▸ **Task objective**:
No pictures go into the copy. Write out every line below exactly.

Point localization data
__________

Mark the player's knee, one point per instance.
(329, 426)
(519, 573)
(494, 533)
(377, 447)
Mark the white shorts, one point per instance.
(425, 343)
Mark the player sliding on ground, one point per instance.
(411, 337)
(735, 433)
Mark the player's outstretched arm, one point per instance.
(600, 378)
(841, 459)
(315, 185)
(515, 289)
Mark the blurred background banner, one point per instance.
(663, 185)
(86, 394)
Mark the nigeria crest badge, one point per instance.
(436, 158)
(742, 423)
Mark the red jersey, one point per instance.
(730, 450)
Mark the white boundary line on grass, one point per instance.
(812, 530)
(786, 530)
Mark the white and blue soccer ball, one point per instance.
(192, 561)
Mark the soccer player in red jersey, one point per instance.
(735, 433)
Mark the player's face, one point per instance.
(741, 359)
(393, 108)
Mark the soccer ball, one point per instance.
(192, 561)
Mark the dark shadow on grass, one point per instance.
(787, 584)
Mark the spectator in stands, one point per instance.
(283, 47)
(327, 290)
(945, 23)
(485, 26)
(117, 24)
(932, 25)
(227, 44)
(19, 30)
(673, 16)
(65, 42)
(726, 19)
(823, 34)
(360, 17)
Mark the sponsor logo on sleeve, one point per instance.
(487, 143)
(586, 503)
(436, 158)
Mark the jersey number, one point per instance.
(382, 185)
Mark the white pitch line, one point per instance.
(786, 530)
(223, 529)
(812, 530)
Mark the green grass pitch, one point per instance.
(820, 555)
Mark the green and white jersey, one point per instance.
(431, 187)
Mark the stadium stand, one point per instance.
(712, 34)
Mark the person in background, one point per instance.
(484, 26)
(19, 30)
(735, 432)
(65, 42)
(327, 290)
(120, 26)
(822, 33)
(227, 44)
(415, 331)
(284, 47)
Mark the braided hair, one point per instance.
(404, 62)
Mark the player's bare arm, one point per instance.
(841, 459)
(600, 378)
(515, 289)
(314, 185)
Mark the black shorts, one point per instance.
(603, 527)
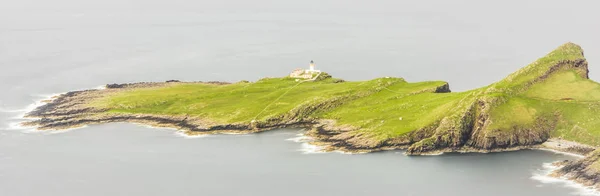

__________

▸ **Exercise solution**:
Mark the player's knee, one point per instance.
(329, 426)
(519, 573)
(494, 533)
(377, 447)
Mark the white shorts, one point per instance.
(425, 343)
Mark the player sliding on ground, one point per instance.
(411, 337)
(735, 433)
Mark the player's outstretched arm, one point per instance.
(600, 378)
(841, 459)
(315, 185)
(515, 289)
Mark the blurred background banner, one point per instance.
(663, 185)
(86, 394)
Mark the nigeria crest badge, one point per instance.
(436, 158)
(742, 423)
Mark the red jersey, one point per instance.
(730, 450)
Mark the white boundary line on grass, one point per instance.
(812, 530)
(786, 530)
Mark the white and blue soccer ball, one point per instance.
(192, 561)
Mark the soccer player in red jersey, one point per instance.
(735, 433)
Mark the player's face, one point per instance.
(741, 359)
(393, 108)
Mark the soccer ball, one point per instance.
(192, 561)
Mark the dark shadow on grass, one point per instance.
(787, 584)
Mark the spectator in stands, one point per instance.
(283, 47)
(327, 290)
(945, 23)
(485, 26)
(117, 24)
(932, 25)
(227, 44)
(19, 30)
(673, 16)
(65, 42)
(726, 19)
(823, 34)
(360, 17)
Mark the sponsor logo on sleeve, one point per instance.
(487, 143)
(586, 503)
(436, 158)
Mark the jersey number, one point per instance.
(382, 185)
Mark the white pitch line, one point per instance.
(786, 530)
(223, 529)
(812, 530)
Mark the green grass pitch, one point per instance.
(820, 555)
Mark the green and white jersey, one point per instance.
(431, 187)
Mark the stadium stand, one point per instance.
(712, 34)
Mark the person in background, one point per instance.
(484, 26)
(19, 30)
(735, 432)
(65, 42)
(327, 290)
(120, 26)
(822, 33)
(227, 44)
(415, 331)
(284, 47)
Mark the braided hair, one point per instance.
(404, 62)
Mark the player's bare arm, one point per instance.
(841, 459)
(600, 378)
(515, 289)
(314, 185)
Mark the black shorts, one point per instance.
(603, 527)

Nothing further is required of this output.